>> Start Entries shown

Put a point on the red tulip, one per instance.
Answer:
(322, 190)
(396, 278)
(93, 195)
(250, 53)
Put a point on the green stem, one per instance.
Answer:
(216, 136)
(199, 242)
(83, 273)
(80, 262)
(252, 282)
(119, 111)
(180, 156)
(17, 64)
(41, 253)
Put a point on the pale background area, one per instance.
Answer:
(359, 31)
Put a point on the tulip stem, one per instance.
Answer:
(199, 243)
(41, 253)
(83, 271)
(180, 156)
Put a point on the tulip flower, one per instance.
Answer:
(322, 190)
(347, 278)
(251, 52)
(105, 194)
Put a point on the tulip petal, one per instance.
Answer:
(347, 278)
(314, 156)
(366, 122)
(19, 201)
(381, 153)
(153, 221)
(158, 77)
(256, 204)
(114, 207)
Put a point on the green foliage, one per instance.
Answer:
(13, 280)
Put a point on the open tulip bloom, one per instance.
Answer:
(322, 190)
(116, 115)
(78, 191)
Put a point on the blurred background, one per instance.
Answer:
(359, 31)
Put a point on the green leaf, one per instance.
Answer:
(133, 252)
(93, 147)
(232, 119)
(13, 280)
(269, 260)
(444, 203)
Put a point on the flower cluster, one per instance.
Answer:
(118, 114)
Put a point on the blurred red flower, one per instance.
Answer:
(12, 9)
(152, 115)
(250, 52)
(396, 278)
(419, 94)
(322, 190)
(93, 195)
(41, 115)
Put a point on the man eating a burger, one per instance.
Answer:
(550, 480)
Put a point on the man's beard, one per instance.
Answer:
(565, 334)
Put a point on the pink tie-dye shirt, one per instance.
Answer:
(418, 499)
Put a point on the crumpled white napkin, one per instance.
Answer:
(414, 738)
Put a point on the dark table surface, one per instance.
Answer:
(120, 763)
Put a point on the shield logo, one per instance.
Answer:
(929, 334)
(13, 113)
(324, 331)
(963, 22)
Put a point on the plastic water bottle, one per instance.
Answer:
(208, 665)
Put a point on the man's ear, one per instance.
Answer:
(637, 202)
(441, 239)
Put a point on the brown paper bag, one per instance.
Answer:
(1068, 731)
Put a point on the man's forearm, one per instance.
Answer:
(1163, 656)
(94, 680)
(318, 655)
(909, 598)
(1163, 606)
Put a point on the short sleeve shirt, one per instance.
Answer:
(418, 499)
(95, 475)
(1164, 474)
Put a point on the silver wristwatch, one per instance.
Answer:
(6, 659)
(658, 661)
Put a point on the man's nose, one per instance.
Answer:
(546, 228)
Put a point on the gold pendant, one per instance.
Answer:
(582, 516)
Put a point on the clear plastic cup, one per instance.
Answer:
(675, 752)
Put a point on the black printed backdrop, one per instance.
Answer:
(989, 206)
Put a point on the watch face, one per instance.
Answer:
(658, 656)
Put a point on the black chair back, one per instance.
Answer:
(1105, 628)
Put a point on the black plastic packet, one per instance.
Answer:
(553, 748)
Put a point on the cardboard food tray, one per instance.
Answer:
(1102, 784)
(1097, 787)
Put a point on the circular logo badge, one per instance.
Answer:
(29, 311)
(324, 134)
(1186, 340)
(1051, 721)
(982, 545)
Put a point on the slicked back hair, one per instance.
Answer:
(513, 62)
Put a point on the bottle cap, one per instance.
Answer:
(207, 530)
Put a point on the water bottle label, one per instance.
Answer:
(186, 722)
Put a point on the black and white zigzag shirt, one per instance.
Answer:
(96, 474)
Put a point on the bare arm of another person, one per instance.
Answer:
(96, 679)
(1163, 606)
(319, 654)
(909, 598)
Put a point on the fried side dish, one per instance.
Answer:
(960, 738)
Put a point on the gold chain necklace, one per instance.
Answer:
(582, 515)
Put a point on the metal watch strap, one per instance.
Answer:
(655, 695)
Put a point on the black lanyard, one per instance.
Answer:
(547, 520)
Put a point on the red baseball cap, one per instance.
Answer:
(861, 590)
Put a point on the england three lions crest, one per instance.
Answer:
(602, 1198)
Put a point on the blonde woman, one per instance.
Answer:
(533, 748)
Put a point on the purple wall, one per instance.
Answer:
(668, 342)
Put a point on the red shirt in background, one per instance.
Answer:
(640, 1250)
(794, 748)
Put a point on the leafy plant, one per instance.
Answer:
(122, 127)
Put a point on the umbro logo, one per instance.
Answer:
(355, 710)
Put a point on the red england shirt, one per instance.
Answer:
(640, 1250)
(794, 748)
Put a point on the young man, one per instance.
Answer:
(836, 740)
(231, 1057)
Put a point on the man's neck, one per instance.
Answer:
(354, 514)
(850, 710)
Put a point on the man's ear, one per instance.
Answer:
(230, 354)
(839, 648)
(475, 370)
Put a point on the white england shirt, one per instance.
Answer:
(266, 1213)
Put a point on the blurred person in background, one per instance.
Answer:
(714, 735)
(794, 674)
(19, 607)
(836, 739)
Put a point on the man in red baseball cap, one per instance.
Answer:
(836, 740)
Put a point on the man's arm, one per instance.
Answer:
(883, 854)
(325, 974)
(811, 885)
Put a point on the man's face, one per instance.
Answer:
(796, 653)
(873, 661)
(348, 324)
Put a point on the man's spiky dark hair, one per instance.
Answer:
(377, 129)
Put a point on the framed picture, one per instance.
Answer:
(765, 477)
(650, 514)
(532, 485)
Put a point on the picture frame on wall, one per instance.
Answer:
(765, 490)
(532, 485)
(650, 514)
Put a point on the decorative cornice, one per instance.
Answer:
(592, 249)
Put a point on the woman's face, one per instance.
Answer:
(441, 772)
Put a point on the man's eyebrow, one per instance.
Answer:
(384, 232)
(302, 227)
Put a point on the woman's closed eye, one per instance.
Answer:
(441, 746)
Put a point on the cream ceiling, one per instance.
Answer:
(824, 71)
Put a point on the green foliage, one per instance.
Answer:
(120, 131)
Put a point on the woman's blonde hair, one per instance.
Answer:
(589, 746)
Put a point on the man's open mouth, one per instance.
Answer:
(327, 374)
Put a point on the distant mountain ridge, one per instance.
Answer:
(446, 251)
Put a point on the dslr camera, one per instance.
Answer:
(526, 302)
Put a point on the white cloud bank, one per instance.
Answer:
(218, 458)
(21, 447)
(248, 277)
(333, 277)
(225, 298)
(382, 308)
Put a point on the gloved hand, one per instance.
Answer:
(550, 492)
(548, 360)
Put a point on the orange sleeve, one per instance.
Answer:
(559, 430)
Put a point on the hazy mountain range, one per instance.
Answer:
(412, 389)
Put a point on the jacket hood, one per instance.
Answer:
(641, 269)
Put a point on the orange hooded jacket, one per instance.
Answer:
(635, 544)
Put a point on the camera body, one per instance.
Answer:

>> End Entries shown

- Do this -
Take the material above and return all of it exactly.

- Expected answer -
Put a point on the red tulip, one per instance.
Answer:
(322, 190)
(396, 278)
(93, 195)
(250, 53)
Put a point on the green stem, one per instance.
Answer:
(216, 136)
(199, 242)
(83, 273)
(80, 262)
(252, 282)
(119, 111)
(180, 156)
(17, 64)
(41, 253)
Put a point on the pale background area, one per instance.
Answer:
(359, 31)
Put a point on the tulip stem, one per instance.
Answer:
(199, 243)
(41, 253)
(83, 271)
(180, 156)
Put a point on the tulip flower, one per instance.
Answer:
(322, 190)
(347, 278)
(251, 52)
(105, 194)
Put a point on the tulip petal, one per instance.
Answer:
(347, 278)
(314, 156)
(366, 122)
(19, 201)
(381, 153)
(153, 221)
(158, 77)
(256, 204)
(114, 207)
Put a point on the green foliage, one per instance.
Answer:
(13, 280)
Put a point on the open tulip bloom, one per instance.
Answer:
(322, 190)
(116, 115)
(78, 191)
Put a point on the blurred background, one per instance.
Answer:
(359, 31)
Put a point on the green leaf, one per instance.
Answer:
(133, 252)
(93, 147)
(232, 119)
(13, 280)
(269, 260)
(444, 203)
Put a point on the flower cluster, one per instance.
Answer:
(118, 114)
Put a point on the blurred red flower, one per instance.
Answer:
(12, 9)
(152, 115)
(250, 52)
(396, 278)
(419, 94)
(322, 190)
(93, 195)
(41, 115)
Put a point on the man eating a burger, one per instance.
Answer:
(550, 480)
Put a point on the man's beard, one per instance.
Answer:
(565, 334)
Put a point on the pink tie-dye shirt, one per instance.
Answer:
(418, 499)
Put a point on the crumpled white napkin, one per instance.
Answer:
(414, 738)
Put a point on the dark table surface, one per instance.
Answer:
(120, 763)
Put a point on the shield logo, one per instance.
Answer:
(929, 334)
(13, 113)
(324, 331)
(963, 22)
Put a point on the plastic water bottle, one per instance.
Answer:
(208, 665)
Put a point on the man's ear, one per instance.
Answer:
(637, 202)
(441, 239)
Put a point on the brown paper bag, one per instance.
Answer:
(1068, 731)
Put a point on the man's forearm, one per instance.
Answer:
(1163, 656)
(94, 680)
(318, 655)
(909, 598)
(1163, 606)
Put a point on the short sleeve shirt, one per instance.
Answer:
(418, 499)
(95, 475)
(1164, 474)
Put a point on the silver wristwatch, one per instance.
Answer:
(6, 659)
(658, 661)
Put a point on the man's nose, one per instance.
Answer:
(546, 228)
Put a point on the gold pendant, one per instance.
Answer:
(582, 516)
Put a point on the clear plastic cup, one per instance.
Answer:
(675, 752)
Put a point on the black printed backdrop, one per instance.
Answer:
(989, 206)
Put a point on the watch face, one per instance.
Answer:
(658, 656)
Put a point on the black chair back, one per instance.
Answer:
(1105, 628)
Put a point on the black plastic packet, one per instance.
Answer:
(553, 748)
Put a point on the cardboard food tray, one per instance.
Answer:
(1102, 784)
(1097, 787)
Put a point on the circular logo badge, one per instance.
Answer:
(29, 311)
(324, 134)
(1186, 340)
(1051, 721)
(982, 545)
Put a point on the slicked back hair, one per instance.
Answer:
(513, 62)
Put a point on the bottle cap, one per instance.
Answer:
(207, 530)
Put a point on the water bottle label, one per instance.
Answer:
(186, 722)
Put a point on the black and white zigzag shirt, one per instance.
Answer:
(96, 474)
Put a point on the bare arm of another person, one per instance.
Answer:
(96, 679)
(1163, 606)
(319, 654)
(909, 598)
Put a point on the fried side dish, one per instance.
Answer:
(960, 738)
Put a point on the gold chain necklace, one per instance.
Answer:
(582, 515)
Put a point on the metal watch strap, one per instance.
Answer:
(655, 695)
Put a point on the black lanyard, one per instance.
Answer:
(547, 520)
Put a point on the red baseball cap, one per instance.
Answer:
(861, 590)
Put a point on the england three lions crest, one per instance.
Answer:
(602, 1198)
Put a point on the blonde woman, one per instance.
Answer:
(533, 748)
Put a point on the purple wall, one per instance.
Answer:
(668, 342)
Put a point on the red shirt in background, one per instance.
Answer:
(640, 1250)
(794, 748)
Put a point on the leafy plant, one per instance.
Answer:
(122, 127)
Put a point on the umbro logo, one per instance.
Answer:
(355, 710)
Put a point on the red england shirt, one per instance.
Answer:
(640, 1250)
(794, 748)
Put a point on the young man, one per instance.
Answer:
(836, 740)
(231, 1057)
Put a point on the man's neck, one per instance.
Answer:
(354, 514)
(850, 710)
Put a point on the man's ear, one per instance.
Answer:
(230, 354)
(839, 648)
(475, 370)
Put a point on the white england shirt, one per instance.
Answer:
(266, 1213)
Put a point on the blurred person in background, one per instance.
Answer:
(714, 735)
(794, 674)
(19, 607)
(836, 739)
Put a point on the man in red baseball cap, one per instance.
Answer:
(836, 740)
Put a point on the man's arm, one per instance.
Answer:
(883, 854)
(325, 974)
(811, 885)
Put a point on the man's face, one per instance.
Answer:
(796, 653)
(873, 661)
(348, 324)
Put a point on the man's spiky dark hair, one per instance.
Answer:
(377, 129)
Put a point on the framed picture, one per instance.
Answer:
(765, 477)
(650, 514)
(532, 485)
Put a point on the picture frame on wall, one per instance.
Answer:
(765, 490)
(532, 485)
(650, 514)
Put a point on the decorative cornice, one per instance.
Answer:
(592, 249)
Put a point on the woman's face, one per instance.
Answer:
(441, 772)
Put a point on the man's eyebrow, one per instance.
Answer:
(384, 232)
(302, 227)
Put a point on the woman's closed eye, one per instance.
Answer:
(441, 746)
Put a point on the cream ceiling, one per instance.
Answer:
(824, 71)
Put a point on the green foliage, one per instance.
Answer:
(120, 131)
Put a point on the woman's blonde hair, one per instance.
Answer:
(589, 746)
Put a point on the man's open mouth, one per instance.
Answer:
(327, 374)
Put a point on the distant mountain ridge, one per instance.
Answer:
(446, 251)
Put a point on the dslr camera, one per instance.
Answer:
(526, 302)
Put a point on the white cloud bank, one per instance.
Answer:
(218, 458)
(21, 447)
(248, 277)
(333, 277)
(225, 298)
(382, 308)
Put a point on the gloved hand, one per instance.
Answer:
(550, 492)
(548, 360)
Put a point on the orange sleeve, one per instance.
Answer:
(559, 430)
Put a point on the hazy mountain range, one per instance.
Answer:
(412, 389)
Put a point on the jacket hood, one per instance.
Answer:
(641, 269)
Put a point on the orange hooded jacket, one per instance.
Answer:
(635, 544)
Put a point on the camera body, one per instance.
Answer:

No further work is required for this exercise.